----- Entries provided -----
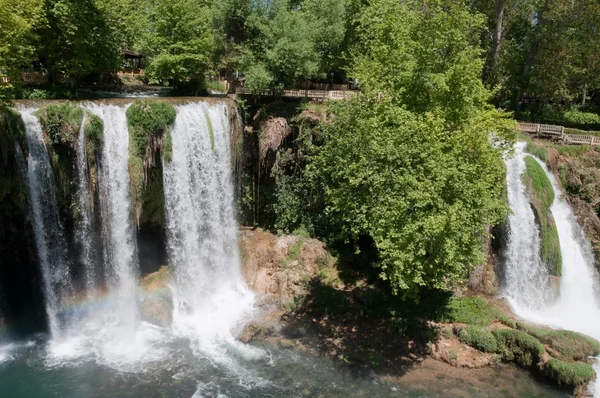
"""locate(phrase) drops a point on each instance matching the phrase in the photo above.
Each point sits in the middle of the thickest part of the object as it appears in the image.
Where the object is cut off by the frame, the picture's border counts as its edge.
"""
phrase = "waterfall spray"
(576, 307)
(49, 235)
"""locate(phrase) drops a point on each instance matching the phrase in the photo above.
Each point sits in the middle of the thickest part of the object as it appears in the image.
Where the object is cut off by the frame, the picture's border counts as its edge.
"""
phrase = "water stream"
(49, 234)
(99, 346)
(576, 307)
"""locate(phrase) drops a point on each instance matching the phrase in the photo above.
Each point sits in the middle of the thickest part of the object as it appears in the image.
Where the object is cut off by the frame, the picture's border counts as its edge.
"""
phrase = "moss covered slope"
(541, 195)
(149, 140)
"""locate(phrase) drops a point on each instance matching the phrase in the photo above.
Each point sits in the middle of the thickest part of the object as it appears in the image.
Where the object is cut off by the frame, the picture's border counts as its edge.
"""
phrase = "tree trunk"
(499, 28)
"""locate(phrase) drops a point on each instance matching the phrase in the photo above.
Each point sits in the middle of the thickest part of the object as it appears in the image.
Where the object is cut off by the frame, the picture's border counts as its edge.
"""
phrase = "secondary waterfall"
(576, 307)
(83, 232)
(49, 235)
(119, 232)
(211, 297)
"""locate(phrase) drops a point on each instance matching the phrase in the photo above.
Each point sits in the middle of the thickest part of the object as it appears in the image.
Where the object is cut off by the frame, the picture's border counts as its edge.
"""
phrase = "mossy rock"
(147, 119)
(61, 123)
(149, 138)
(474, 310)
(13, 186)
(565, 344)
(518, 347)
(478, 338)
(541, 196)
(568, 375)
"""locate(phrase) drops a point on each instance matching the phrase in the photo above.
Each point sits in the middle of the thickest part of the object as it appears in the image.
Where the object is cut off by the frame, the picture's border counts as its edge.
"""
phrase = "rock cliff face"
(157, 304)
(278, 268)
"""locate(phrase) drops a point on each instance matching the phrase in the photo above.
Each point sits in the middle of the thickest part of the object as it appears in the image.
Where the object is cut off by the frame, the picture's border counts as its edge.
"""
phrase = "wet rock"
(157, 303)
(279, 268)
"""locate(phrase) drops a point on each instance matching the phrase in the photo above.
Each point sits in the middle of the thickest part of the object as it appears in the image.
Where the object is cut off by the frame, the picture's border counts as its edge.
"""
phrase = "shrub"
(538, 151)
(518, 347)
(568, 374)
(471, 310)
(61, 123)
(147, 119)
(478, 338)
(572, 346)
(586, 120)
(541, 193)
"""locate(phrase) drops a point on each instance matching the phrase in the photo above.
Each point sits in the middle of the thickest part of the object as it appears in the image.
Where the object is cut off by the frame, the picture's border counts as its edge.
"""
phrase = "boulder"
(157, 303)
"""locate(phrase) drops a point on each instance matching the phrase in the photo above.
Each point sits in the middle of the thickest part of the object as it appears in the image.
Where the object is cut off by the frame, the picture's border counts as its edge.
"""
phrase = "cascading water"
(83, 232)
(49, 235)
(526, 281)
(211, 298)
(112, 332)
(576, 307)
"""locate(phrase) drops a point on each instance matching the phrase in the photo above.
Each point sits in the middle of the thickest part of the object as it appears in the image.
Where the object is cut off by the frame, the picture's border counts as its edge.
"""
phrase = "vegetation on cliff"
(13, 188)
(61, 124)
(149, 142)
(407, 166)
(541, 196)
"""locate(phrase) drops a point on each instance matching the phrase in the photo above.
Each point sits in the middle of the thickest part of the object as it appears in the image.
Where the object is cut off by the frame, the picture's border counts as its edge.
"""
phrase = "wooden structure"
(317, 95)
(558, 133)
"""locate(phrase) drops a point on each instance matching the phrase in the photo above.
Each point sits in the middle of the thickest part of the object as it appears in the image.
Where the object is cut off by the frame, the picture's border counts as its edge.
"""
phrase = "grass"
(541, 195)
(518, 347)
(474, 311)
(478, 338)
(568, 374)
(538, 151)
(295, 249)
(61, 122)
(148, 119)
(211, 130)
(568, 345)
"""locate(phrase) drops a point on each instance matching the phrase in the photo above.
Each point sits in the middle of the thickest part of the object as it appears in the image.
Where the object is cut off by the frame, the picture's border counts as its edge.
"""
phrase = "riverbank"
(323, 306)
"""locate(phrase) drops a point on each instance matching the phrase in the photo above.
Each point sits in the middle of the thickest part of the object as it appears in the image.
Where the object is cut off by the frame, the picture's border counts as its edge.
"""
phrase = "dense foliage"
(410, 163)
(541, 194)
(149, 141)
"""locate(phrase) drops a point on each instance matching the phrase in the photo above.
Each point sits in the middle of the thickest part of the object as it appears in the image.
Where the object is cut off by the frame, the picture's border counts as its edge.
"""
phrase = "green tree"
(18, 18)
(179, 41)
(76, 39)
(415, 162)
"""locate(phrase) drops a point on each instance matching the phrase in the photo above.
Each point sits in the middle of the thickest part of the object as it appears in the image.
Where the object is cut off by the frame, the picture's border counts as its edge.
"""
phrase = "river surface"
(26, 371)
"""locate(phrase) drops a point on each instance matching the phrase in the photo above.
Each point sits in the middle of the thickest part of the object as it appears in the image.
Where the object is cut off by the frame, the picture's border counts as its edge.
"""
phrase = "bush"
(518, 347)
(585, 120)
(572, 346)
(471, 310)
(538, 151)
(478, 338)
(147, 119)
(568, 374)
(61, 123)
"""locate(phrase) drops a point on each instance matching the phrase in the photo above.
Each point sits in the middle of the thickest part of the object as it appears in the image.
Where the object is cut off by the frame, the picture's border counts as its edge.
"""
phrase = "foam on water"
(212, 301)
(576, 307)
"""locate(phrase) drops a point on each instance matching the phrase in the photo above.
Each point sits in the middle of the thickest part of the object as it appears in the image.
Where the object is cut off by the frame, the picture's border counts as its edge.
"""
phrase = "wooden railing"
(558, 132)
(310, 94)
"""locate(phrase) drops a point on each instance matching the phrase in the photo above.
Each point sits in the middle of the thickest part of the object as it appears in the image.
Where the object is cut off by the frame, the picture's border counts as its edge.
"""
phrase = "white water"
(577, 307)
(49, 234)
(212, 301)
(83, 228)
(112, 333)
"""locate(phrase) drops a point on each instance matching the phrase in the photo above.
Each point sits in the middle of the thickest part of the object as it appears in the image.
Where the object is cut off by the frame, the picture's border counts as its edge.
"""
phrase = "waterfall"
(526, 279)
(49, 235)
(576, 307)
(83, 232)
(211, 298)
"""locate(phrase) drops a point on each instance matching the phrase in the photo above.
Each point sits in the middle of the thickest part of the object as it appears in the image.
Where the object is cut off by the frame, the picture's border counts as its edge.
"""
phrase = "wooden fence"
(320, 95)
(558, 133)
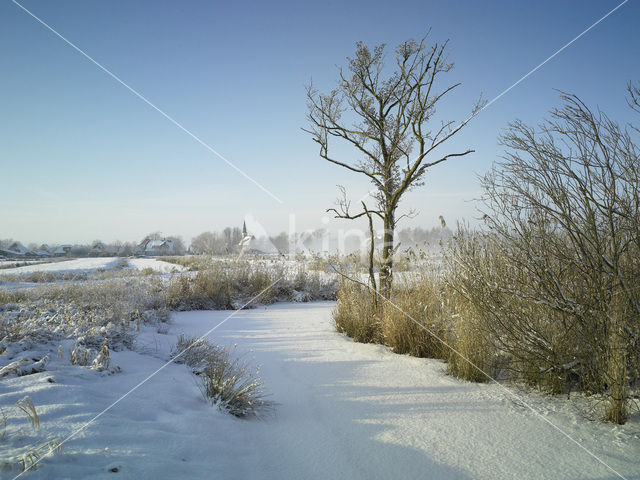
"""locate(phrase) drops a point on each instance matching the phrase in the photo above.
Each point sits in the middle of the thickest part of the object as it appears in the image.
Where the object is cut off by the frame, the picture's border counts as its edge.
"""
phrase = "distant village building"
(98, 249)
(252, 244)
(17, 250)
(62, 250)
(155, 247)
-----
**What you are asked to do**.
In your copy of the records above, include no pictures and match every line exactly.

**Answer for the task**.
"""locate(phrase) drops a point on each instance matching the phrase in the photo above.
Each point sits in the middle of the thickest part of the object as it appears in the image.
Where the object is cut off by the frame, the picture's border counts as its edge.
"""
phrase = "waterfall spray"
(576, 307)
(49, 235)
"""locate(phrase) drops a point on each instance matching the phrase in the photo above.
Each point sits in the middle of the thickest part of the object as it appears in the image.
Where the object is cut off by the frame, the picture's border counts as its edge.
"""
phrase = "water stream"
(49, 234)
(99, 346)
(576, 307)
"""locate(phrase) drops a point on each instance matching the phrase in the photo above.
Each point sits in the middle of the thickest part of the object as it appears in the image.
Where the object is cut off by the frame, the picture's border counts as its edge.
"""
phrase = "moss covered slope"
(541, 195)
(149, 140)
"""locate(phrase) drops a point on each instance matching the phrase in the photo above.
Each point sits in the middle of the thickest part of the object as it appears in the image.
Where the object is cut off by the frame, the picture's border counts as its edge.
"""
phrase = "tree trunk"
(499, 28)
"""locate(phrase) drops a point on each instance matching the phrase in the photo above.
Each point sits in the middle of the thickest part of the object as it appears in the image.
Where the object is cut off by the frame, the picture's border counts as its edge.
"""
phrase = "secondary waterfall"
(576, 307)
(83, 232)
(49, 235)
(119, 232)
(211, 297)
"""locate(phrase) drops a point on each instance matching the phrase in the photo above.
Each point sits in the middle of the thickest part of the object as it appears in the image.
Where the object is cut off by the frame, the picture's border counts as its edge.
"""
phrase = "mossy rock"
(147, 119)
(61, 123)
(149, 138)
(474, 310)
(13, 186)
(565, 344)
(518, 347)
(478, 338)
(541, 196)
(568, 375)
"""locate(phrase) drops a point on each instance matching the phrase in the photo above.
Each point sits in the middle of the thickest part of the object as it appears in the image.
Where the object is cut off by the frame, the picture's border counts as its edge.
"""
phrase = "rock cliff face"
(157, 304)
(278, 268)
"""locate(phrase) drops a point on each instance matching the phrase in the photo above.
Each point sits in the middle of the thickest part of the object as it appears in the image.
Where the object is cut off by the frame, the picture's border counts as its edge.
"""
phrase = "wet rock"
(157, 303)
(279, 268)
"""locate(phrase) drops a point on each instance matching the phrase in the photo above.
Each point sits in the middle of the thickest part of the object as it appears in the image.
Where the object is cut off by the frame, the picture's border counts as its edge.
"""
phrase = "shrub"
(538, 151)
(518, 347)
(568, 374)
(471, 310)
(61, 123)
(147, 119)
(478, 338)
(572, 346)
(586, 120)
(541, 193)
"""locate(phrase) drops a point on each instance matching the phrase in the photo above.
Each point sits in the middle of the thickest part of the object as it appears in the image.
Where the object is cut off by the frame, the picture's border counts as its edge.
"""
phrase = "boulder"
(157, 303)
"""locate(phrase) drops a point on each instance matching the phrase in the photo above.
Each point sits in the middle of the thickest part of the object as it appears in the image.
Where the object is cut off by the frame, the picture's border counts as its edge.
"""
phrase = "cascading water"
(83, 232)
(49, 235)
(526, 281)
(211, 298)
(112, 332)
(576, 307)
"""locate(phrase) drops a point on each instance matching the phrase in the photo above.
Each point sits in the middle of the thickest part of the object as it appears in the image.
Where the object is cut off by the frame, the picture's border counts as its edge.
"""
phrase = "vegetation on cliff"
(13, 188)
(61, 124)
(149, 142)
(407, 166)
(541, 196)
"""locate(phrase) drops a point on each instance matching the phrase in the photo above.
Each point sits in the middle of the thickest part of the object as it appears in the image.
Where the object is cut off by the frame, the picture's border counts as its edge.
"""
phrase = "wooden structure"
(317, 95)
(558, 133)
"""locate(phrase) drops a point on each instance matching the phrase in the photo above.
Each point sits in the middle of the thickest part of the object as it appears in the image.
Where the object is cut off by the frame, the picture's border counts as its edge.
"""
phrase = "grass"
(541, 195)
(518, 347)
(474, 311)
(478, 338)
(568, 374)
(538, 151)
(295, 249)
(61, 122)
(148, 119)
(211, 130)
(568, 345)
"""locate(phrase) drops a point on each instance matching the phrase in the photo above.
Each point sits in the middle of the thickest part of the object as it appears in the image.
Where the object is cut off by the frame, the picture's border counts as its edge.
"""
phrase = "riverbank"
(323, 306)
"""locate(phrase) drops a point on each instance matching the phrase in the photo above.
Each point sits in the middle of the thickest part of the object as it appears in the image.
Where the object is cut off by the frame, the picture's border counts as its edge.
"""
phrase = "dense foliage"
(410, 163)
(541, 194)
(149, 141)
"""locate(phrase) drops a point on each instance matching the phrase in the photo above.
Each point sits in the middle of the thickest part of the object as it appears in the image.
Where the object is cut off by the frame, the picture's border counts as its edge.
"""
phrase = "green tree"
(18, 18)
(179, 41)
(76, 39)
(415, 162)
"""locate(phrase) drops a point on each instance matching the phrase in the photo above.
Each point sits in the middle of the thickest part of the object as it appears in the image.
Where the object is cut off by the frame, the picture's border counts as its edge.
"""
phrase = "river surface"
(26, 371)
"""locate(phrase) drops a point on each instance matching the phrase in the photo above.
Each point sits in the middle of the thickest part of the object as it appears in the image.
Where the object is cut off by the frame, the picture's border counts as its edge.
"""
phrase = "bush"
(518, 347)
(585, 120)
(572, 346)
(471, 310)
(538, 151)
(478, 338)
(147, 119)
(568, 374)
(61, 123)
"""locate(phrase) drops a point on each instance matching the phrase in the photo above.
Each point sits in the middle of the thickest part of the object as it appears in the image.
Where the object is cut off by the frame, the picture's border counts as its edge.
"""
phrase = "foam on water"
(212, 301)
(576, 307)
"""locate(phrase) drops a point on each instance matching the phrase in the photo above.
Each point sits in the middle of the thickest part of the object as it appears in the image.
Where the object is cut off by the frame, the picture's border counts as its edge.
"""
phrase = "wooden railing"
(558, 132)
(310, 94)
"""locate(phrase) drops a point on each instance matching the phrase in the photo above.
Each point sits in the middle of the thickest part of the object as it appears in the image.
Where the object is cut off by the frame, the picture's border counts as its edge.
"""
phrase = "white water"
(577, 307)
(49, 234)
(212, 301)
(83, 228)
(112, 333)
"""locate(phrase) drops a point on each instance matching the phrase in the photo above.
Each point sits in the middle of the thickest part of the object as it appears in the image.
Where the object is cut off by the frame, the picture's border counts as its edge.
"""
phrase = "waterfall"
(526, 279)
(49, 235)
(576, 307)
(83, 232)
(211, 298)
"""locate(phrase) drops a point on each instance matching the phrase in the photo above.
Each point sits in the middle of the thickest part of the object as it appears in the image.
Where the object is cut off by the frame, the picture's border counts as its edge.
"""
phrase = "wooden fence"
(320, 95)
(558, 133)
"""locate(phrase) drops a point on each instance matching the phrase in the photo above.
Each point sits in the middle of the thickest part of the object as it appears in the image.
Where the object is cut off by the frame, the picture's border counts as its edge.
"""
phrase = "distant village building"
(98, 249)
(252, 244)
(17, 250)
(62, 250)
(155, 247)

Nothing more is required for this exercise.